Problems and tasks:
A) In the Spitzer commentary, what does the writer say is the only sin for the cultural left?
B) Rewrite the Spitzer commentary from the words "But what really" through "for self-interested reasons.", putting "double standards" in place of "hypocrisy".
C) Carry the Spitzer commentary forward, starting right after its last sentence.

Passage to read:
####
It’s easy to have fun at Gov. Spitzer’s expense, and to an extent, I too find the impulse to joke about his fall irresistible. But it is not really a laughing matter. There is the fact that, regardless of the political capital he made of it earlier in his career, prostitution is indeed against the law, and the even more important consideration that elected officials in a democracy should not bring the system into disrepute by breaking the law, especially not in such ridiculous and foolish ways.

But what really bothers me is the opening this gives to the left. Not the Democrats, but the cultural left, for whom hypocrisy is the worst of all the sins. Indeed, it is the only sin. The fact that Spitzer crusaded against vice, only to be caught participating in it, merely tells them that the concept of vice is meaningless and anyone who argues that it is valuable to have standards of behavior is only doing so for self-interested reasons.
####
Extracted data:
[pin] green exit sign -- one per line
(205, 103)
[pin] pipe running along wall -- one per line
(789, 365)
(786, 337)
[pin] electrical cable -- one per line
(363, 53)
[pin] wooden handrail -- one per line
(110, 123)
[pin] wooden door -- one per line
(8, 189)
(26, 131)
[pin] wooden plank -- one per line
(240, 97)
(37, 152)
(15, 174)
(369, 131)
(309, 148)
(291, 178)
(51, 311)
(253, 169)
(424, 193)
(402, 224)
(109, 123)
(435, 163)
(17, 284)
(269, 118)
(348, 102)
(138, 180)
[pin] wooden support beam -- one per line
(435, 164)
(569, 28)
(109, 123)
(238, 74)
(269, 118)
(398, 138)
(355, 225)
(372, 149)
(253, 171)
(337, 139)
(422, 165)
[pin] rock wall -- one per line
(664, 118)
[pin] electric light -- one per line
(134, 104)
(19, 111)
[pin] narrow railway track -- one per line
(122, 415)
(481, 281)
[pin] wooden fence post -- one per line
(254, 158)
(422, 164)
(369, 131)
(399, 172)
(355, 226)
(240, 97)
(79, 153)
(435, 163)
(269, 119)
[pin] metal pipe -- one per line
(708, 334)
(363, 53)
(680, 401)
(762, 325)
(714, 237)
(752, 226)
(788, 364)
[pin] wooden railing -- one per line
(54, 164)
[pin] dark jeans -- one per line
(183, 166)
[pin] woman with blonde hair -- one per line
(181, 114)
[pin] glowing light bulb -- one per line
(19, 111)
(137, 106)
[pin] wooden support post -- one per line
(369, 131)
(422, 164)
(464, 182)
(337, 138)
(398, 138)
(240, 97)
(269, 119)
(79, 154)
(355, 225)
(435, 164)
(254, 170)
####
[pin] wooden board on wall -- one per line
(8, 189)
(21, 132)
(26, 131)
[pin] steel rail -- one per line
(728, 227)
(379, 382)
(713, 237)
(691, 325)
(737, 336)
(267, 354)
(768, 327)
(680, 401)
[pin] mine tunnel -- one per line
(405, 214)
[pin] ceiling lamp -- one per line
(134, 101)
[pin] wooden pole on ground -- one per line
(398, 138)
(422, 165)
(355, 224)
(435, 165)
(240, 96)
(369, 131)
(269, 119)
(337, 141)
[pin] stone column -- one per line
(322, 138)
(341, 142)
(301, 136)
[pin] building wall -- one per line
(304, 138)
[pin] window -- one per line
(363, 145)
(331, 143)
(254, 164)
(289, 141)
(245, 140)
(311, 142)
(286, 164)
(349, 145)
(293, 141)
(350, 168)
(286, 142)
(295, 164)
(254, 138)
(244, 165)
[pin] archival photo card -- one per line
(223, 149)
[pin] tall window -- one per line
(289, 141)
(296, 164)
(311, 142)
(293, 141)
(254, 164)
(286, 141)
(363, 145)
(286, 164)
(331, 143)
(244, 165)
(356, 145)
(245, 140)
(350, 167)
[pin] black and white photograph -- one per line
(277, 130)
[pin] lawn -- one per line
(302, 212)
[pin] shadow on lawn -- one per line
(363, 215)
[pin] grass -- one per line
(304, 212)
####
Set of answers:
A) Hypocrisy.

B)
But what really bothers me is the opening this gives to the left. Not the Democrats, but the cultural left, for whom double standards is the worst of all the sins. Indeed, it is the only sin. The fact that Spitzer crusaded against vice, only to be caught participating in it, merely tells them that the concept of vice is meaningless and anyone who argues that it is valuable to have standards of behavior is only doing so for self-interested reasons.

C)
According to them, no one really believes anything, and nothing anyone does on their own account has the slightest impact on anybody else. It is the theme of John Stuart Mill’s On Liberty taken to its most ridiculous extreme. Minus the reference to Mill, this was the argument being advanced last night on the G4 network’s “X-Play” (they review video games, and I like my Xbox 360), where Spitzer’s criticism of online violence came in for predictable scorn.

What Spitzer’s case proves, of course, is not that standards are valueless: it is that standards are all the more necessary because, as he has amply illustrated, the temptations to behave badly are all too real. They sometimes prove irresistible, but they would be all the more so in the antinomian, atomized world of those who mock him for his hypocrisy.